EXERCISE
Report every line of the material that contains the string "jacket".

───── DATA EXCERPTS

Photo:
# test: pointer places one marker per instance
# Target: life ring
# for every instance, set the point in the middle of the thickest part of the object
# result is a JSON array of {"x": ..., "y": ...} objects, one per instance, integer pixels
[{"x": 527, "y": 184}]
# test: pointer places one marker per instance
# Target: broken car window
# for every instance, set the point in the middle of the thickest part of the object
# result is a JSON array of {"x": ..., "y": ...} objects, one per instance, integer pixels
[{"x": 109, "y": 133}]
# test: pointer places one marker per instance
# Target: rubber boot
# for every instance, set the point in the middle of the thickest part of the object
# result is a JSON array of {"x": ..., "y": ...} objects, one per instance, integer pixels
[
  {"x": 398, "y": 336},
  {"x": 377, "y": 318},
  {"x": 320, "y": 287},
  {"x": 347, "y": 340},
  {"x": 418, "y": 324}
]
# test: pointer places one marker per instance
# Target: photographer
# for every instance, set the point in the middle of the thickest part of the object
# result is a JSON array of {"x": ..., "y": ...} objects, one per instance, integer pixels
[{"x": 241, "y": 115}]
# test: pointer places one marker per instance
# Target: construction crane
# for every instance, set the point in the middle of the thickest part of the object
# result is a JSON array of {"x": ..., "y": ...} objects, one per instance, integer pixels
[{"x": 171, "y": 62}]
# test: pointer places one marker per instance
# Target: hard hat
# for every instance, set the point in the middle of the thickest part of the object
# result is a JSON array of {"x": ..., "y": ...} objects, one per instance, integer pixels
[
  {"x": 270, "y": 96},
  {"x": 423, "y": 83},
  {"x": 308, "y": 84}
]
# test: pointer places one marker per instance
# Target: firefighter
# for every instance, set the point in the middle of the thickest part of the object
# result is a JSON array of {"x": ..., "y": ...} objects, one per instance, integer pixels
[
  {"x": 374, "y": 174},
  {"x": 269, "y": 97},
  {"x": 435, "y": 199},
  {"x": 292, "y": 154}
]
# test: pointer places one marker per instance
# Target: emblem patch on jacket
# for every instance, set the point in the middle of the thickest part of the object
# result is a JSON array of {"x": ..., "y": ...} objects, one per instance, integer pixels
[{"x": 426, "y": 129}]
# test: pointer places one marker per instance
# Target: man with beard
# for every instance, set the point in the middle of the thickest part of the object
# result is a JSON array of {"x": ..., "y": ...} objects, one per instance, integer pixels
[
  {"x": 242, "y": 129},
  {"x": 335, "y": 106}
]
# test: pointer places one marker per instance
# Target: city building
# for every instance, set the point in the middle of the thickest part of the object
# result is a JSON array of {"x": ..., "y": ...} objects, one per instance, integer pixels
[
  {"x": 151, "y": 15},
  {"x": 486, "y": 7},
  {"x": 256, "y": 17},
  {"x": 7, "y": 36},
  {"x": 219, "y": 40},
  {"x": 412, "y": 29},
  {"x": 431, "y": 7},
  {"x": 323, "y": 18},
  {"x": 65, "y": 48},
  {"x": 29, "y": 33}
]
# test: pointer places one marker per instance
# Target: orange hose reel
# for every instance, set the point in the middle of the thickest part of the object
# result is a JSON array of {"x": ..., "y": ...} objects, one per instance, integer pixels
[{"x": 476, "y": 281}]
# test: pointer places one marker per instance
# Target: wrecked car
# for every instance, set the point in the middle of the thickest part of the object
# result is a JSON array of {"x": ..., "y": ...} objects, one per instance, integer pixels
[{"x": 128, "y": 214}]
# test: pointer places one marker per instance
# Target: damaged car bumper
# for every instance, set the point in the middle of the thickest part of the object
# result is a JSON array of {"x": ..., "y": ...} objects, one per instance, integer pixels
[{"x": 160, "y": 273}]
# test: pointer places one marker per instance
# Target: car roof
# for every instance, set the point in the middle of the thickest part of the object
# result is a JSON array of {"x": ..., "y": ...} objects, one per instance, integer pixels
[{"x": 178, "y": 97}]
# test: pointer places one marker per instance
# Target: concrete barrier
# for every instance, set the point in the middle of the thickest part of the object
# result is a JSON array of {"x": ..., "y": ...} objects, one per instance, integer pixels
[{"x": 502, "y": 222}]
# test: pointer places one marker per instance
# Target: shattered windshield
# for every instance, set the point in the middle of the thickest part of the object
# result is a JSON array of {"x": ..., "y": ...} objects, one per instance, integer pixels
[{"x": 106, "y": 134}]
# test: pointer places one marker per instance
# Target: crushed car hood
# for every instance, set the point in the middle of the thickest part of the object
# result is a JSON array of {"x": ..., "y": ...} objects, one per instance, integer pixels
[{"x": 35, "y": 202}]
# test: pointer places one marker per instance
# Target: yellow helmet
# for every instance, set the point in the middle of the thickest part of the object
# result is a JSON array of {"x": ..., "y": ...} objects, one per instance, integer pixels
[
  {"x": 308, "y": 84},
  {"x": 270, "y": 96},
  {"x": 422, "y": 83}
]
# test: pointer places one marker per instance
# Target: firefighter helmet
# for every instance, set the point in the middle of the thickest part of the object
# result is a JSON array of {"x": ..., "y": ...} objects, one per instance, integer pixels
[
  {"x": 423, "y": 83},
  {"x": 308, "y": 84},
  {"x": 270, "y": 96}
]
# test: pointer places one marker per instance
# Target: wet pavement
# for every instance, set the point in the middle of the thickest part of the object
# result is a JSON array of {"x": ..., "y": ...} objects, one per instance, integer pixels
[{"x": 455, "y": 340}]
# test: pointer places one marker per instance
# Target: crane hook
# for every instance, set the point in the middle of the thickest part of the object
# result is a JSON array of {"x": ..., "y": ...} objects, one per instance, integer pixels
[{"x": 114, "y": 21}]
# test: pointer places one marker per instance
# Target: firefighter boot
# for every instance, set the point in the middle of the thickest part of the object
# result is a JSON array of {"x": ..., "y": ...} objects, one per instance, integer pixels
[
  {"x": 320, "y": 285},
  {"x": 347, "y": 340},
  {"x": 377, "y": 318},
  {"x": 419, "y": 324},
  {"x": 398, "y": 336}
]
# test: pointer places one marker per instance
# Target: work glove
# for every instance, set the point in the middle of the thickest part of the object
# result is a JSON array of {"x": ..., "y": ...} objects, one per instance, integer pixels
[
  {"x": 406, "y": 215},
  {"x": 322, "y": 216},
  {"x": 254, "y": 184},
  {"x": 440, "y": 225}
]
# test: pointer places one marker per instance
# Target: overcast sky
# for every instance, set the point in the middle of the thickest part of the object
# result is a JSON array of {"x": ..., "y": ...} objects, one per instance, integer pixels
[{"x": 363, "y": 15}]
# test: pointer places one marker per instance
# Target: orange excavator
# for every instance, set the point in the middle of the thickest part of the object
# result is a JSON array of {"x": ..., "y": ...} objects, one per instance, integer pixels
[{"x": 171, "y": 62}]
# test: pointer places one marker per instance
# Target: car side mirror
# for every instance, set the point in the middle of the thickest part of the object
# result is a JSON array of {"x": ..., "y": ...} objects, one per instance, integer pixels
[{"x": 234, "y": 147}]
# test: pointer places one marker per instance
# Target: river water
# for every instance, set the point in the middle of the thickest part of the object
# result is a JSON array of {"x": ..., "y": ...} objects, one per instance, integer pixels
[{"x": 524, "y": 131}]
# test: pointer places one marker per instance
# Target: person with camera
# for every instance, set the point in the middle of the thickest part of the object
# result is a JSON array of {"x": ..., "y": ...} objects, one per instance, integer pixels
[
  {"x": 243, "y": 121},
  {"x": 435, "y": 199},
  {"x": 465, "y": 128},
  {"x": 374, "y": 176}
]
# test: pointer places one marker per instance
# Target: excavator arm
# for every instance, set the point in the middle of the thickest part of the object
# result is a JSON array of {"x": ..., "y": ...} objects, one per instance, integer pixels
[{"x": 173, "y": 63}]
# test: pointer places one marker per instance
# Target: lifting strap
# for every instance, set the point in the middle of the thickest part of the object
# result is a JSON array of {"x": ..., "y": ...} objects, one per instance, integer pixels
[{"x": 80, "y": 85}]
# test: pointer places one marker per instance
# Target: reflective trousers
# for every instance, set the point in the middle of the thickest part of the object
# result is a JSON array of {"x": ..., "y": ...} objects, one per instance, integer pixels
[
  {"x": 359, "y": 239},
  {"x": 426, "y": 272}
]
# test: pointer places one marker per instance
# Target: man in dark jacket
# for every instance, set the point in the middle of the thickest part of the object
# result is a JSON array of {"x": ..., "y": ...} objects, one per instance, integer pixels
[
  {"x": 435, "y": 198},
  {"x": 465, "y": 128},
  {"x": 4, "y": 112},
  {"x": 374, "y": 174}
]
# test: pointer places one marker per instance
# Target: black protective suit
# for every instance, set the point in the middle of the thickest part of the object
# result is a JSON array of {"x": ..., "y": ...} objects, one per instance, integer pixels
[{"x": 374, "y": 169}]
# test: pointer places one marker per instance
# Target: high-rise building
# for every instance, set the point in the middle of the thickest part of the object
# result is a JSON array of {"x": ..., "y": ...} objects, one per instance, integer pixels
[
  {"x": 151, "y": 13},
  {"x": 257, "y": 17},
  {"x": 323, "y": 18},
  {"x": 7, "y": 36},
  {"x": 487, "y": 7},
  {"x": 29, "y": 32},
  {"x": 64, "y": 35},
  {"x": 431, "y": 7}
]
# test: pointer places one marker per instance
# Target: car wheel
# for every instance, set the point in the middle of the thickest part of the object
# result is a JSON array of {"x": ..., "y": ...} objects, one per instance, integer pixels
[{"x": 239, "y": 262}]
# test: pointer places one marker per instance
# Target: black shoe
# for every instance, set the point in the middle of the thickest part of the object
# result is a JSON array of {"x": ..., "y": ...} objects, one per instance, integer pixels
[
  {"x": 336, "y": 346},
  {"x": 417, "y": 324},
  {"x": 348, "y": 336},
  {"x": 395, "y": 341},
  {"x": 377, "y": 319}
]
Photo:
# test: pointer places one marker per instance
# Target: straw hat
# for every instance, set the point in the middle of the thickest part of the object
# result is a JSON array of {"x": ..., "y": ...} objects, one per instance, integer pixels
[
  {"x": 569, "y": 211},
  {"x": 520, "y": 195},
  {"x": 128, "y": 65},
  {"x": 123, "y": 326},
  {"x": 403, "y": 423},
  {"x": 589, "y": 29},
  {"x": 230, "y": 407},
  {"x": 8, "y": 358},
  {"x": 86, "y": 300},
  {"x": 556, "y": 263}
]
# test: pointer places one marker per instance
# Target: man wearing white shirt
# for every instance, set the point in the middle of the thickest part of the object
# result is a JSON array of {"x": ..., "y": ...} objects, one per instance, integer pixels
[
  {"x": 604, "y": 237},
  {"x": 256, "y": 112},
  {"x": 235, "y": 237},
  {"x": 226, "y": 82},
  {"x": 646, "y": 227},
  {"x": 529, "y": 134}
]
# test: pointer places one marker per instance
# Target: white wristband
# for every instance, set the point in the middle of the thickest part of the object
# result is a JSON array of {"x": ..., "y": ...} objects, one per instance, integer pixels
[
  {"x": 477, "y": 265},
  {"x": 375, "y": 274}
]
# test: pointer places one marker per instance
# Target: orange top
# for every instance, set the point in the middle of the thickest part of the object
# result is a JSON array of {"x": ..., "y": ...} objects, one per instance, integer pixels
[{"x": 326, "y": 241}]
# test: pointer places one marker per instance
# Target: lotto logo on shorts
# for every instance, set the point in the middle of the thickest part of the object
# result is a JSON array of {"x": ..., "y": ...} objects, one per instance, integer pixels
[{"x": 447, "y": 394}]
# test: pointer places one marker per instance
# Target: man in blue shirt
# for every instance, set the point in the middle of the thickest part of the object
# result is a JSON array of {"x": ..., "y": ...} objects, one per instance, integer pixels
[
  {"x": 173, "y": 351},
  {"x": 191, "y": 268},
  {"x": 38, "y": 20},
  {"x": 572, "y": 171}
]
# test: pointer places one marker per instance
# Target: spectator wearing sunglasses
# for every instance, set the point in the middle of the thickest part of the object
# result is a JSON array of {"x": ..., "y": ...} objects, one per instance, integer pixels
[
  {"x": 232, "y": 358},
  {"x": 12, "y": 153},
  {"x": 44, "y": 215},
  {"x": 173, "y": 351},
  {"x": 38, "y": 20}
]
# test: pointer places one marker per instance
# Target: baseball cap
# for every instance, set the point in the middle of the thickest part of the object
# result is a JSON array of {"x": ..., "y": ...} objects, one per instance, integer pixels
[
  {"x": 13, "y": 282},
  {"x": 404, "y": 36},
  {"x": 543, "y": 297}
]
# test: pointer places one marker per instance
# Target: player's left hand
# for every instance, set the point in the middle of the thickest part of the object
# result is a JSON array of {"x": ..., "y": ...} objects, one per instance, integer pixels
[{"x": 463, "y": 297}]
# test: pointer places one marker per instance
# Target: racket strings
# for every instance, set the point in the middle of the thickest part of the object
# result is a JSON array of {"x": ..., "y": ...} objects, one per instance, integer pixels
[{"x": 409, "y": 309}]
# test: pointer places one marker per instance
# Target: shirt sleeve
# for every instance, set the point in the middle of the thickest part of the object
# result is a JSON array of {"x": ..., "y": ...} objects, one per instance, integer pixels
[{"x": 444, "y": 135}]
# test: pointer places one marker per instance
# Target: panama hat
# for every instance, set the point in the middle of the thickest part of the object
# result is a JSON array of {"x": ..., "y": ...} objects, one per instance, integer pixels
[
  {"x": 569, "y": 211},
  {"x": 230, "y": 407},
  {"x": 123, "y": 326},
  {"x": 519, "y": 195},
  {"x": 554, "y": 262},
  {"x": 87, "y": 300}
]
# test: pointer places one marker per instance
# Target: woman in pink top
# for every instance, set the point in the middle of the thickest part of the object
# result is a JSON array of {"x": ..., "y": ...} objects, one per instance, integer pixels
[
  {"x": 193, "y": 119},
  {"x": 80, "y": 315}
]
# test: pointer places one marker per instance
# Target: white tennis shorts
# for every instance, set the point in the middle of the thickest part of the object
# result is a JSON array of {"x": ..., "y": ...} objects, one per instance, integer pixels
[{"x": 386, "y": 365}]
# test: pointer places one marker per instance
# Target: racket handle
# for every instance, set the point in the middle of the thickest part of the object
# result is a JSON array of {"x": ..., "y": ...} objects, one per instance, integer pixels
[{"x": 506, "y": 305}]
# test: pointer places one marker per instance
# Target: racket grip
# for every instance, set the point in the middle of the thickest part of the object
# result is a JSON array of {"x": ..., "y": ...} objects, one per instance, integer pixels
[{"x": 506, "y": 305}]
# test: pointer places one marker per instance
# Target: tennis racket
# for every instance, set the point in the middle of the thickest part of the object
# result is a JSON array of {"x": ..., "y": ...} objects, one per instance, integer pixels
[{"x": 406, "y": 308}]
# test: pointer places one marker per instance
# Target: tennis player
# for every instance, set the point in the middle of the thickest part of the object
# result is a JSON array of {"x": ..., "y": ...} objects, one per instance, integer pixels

──────────

REPLY
# Target: emblem patch on jacket
# Target: man in dark jacket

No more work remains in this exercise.